▶ _DATA EXTRACTS_

####################

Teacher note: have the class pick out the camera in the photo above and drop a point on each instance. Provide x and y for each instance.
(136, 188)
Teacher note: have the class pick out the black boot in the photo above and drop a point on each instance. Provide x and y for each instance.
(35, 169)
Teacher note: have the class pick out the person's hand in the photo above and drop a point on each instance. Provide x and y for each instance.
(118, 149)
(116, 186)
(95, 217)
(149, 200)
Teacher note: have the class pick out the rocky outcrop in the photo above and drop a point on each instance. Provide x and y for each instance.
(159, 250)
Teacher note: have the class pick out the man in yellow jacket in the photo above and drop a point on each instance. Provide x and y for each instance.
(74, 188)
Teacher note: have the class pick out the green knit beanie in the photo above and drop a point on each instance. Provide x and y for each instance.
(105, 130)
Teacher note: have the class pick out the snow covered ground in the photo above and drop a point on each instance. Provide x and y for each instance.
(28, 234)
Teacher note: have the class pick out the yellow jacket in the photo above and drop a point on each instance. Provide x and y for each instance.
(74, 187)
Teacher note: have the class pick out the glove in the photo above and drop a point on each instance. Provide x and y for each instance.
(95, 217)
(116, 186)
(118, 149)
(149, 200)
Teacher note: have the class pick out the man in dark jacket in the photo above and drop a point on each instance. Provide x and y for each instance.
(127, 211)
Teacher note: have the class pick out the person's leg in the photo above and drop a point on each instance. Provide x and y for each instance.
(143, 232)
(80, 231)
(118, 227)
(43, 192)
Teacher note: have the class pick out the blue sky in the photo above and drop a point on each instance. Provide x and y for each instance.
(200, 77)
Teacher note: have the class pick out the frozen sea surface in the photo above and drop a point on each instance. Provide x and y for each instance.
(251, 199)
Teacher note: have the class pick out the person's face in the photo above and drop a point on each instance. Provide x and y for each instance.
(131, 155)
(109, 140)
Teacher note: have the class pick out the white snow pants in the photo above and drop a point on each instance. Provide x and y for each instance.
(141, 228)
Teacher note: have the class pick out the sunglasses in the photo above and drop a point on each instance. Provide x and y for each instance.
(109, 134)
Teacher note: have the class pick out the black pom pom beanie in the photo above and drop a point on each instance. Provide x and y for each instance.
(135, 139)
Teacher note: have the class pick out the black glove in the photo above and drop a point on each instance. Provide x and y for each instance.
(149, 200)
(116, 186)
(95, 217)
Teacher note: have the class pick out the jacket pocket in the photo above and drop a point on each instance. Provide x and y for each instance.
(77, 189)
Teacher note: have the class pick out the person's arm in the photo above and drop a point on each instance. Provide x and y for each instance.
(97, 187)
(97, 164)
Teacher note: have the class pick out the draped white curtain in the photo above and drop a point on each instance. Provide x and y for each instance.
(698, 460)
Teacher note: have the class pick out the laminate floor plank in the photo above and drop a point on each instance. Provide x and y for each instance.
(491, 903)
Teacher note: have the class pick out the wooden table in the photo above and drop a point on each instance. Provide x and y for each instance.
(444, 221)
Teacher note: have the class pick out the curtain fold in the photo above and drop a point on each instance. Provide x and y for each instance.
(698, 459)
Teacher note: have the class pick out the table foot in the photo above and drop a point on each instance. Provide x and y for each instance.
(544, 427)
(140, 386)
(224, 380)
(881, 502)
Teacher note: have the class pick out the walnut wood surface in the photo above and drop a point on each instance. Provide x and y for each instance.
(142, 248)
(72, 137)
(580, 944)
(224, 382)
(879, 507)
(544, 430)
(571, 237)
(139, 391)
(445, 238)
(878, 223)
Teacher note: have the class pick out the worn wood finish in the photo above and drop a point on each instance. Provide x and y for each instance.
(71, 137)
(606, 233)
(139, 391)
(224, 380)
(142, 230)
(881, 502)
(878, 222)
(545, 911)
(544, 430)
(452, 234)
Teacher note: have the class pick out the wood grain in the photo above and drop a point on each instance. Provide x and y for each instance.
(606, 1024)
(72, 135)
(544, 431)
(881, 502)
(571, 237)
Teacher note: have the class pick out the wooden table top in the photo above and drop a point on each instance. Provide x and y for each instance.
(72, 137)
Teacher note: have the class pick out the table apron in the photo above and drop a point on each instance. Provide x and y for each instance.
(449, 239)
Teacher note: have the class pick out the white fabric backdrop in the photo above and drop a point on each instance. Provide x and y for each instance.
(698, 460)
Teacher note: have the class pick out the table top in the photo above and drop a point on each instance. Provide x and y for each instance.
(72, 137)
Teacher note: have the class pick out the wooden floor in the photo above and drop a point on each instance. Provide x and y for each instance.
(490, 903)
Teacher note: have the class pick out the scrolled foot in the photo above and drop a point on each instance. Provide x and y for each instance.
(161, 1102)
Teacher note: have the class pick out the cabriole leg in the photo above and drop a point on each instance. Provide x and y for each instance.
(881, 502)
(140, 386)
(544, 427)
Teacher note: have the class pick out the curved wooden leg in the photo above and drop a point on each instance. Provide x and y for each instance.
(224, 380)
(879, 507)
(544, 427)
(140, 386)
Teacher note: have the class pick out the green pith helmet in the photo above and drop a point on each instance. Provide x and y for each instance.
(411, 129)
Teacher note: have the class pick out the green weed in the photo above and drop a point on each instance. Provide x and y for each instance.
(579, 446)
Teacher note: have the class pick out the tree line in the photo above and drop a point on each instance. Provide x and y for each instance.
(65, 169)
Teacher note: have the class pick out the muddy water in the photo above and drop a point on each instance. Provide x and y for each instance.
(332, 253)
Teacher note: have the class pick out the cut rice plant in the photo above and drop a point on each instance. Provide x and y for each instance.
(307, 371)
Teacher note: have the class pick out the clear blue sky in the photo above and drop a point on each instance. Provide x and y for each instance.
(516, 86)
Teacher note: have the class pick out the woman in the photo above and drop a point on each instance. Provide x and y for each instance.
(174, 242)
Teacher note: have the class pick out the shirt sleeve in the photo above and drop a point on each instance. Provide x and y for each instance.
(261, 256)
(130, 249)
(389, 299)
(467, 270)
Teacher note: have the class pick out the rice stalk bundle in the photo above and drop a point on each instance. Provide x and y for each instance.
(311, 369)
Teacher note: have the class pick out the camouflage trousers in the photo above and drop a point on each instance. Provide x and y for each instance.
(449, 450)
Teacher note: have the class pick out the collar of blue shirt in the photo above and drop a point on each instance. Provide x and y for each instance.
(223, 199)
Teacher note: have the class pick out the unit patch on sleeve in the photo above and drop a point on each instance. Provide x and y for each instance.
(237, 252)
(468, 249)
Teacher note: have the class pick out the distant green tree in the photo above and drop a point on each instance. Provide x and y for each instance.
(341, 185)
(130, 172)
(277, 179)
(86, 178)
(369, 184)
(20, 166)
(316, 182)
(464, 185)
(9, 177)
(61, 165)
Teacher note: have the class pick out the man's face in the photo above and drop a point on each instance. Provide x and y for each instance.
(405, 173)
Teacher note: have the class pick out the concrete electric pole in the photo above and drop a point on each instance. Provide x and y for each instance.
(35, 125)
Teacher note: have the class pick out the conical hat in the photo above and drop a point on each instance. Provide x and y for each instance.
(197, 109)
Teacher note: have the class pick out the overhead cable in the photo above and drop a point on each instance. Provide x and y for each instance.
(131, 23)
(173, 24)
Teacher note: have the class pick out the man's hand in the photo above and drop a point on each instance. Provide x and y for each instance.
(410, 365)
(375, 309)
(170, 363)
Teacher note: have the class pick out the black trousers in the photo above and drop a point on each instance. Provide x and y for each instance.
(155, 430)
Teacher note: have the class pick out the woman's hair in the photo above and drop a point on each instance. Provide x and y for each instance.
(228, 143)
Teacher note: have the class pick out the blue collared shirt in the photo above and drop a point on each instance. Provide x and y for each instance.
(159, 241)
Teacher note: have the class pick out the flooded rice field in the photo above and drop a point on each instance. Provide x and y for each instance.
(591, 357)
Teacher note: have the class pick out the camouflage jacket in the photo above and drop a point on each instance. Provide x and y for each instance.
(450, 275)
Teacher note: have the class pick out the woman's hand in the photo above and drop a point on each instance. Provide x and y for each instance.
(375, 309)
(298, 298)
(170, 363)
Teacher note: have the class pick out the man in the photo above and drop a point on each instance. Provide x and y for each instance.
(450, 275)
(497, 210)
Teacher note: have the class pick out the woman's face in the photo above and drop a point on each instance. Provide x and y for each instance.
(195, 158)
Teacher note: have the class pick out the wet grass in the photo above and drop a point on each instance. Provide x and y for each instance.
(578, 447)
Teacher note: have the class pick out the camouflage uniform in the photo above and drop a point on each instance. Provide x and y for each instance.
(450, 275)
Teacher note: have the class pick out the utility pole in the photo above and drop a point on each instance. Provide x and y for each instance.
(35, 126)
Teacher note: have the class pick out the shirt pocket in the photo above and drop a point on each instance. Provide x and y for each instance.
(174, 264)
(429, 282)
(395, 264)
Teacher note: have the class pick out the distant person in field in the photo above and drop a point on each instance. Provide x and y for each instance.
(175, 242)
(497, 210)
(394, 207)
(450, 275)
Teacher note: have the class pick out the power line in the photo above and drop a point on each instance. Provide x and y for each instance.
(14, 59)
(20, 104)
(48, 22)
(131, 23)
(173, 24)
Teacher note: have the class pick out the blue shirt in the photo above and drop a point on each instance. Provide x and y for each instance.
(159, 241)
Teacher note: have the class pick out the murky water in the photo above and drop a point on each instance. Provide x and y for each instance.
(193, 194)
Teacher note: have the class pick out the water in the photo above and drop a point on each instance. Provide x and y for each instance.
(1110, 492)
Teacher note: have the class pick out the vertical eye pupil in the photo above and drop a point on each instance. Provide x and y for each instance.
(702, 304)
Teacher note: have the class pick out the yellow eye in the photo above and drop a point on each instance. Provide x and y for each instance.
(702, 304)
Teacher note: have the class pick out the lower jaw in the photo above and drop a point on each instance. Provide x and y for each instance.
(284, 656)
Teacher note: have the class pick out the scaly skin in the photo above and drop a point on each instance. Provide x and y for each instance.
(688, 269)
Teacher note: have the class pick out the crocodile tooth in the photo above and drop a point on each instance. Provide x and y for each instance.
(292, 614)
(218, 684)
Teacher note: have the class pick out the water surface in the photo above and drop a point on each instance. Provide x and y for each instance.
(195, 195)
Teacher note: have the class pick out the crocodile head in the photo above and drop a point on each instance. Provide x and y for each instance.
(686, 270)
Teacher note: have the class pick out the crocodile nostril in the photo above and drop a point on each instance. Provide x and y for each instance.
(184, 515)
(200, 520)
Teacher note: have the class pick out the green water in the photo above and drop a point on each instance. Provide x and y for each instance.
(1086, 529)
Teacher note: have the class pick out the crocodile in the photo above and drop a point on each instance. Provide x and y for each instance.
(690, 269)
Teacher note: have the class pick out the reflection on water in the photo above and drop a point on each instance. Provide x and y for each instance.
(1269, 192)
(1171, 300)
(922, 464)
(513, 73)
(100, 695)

####################

▶ _DIRECTIONS FOR THIS TASK_
Set down the line that contains "Teacher note: have the class pick out the reflection" exactly. Do the same for each later line of the data, through the end, and add nothing.

▶ _SOLUTION TO THE EXERCISE_
Teacher note: have the class pick out the reflection on water in the photo above and drop a point on each instance. Provide x and y for each instance.
(1269, 192)
(1171, 300)
(922, 464)
(513, 73)
(100, 695)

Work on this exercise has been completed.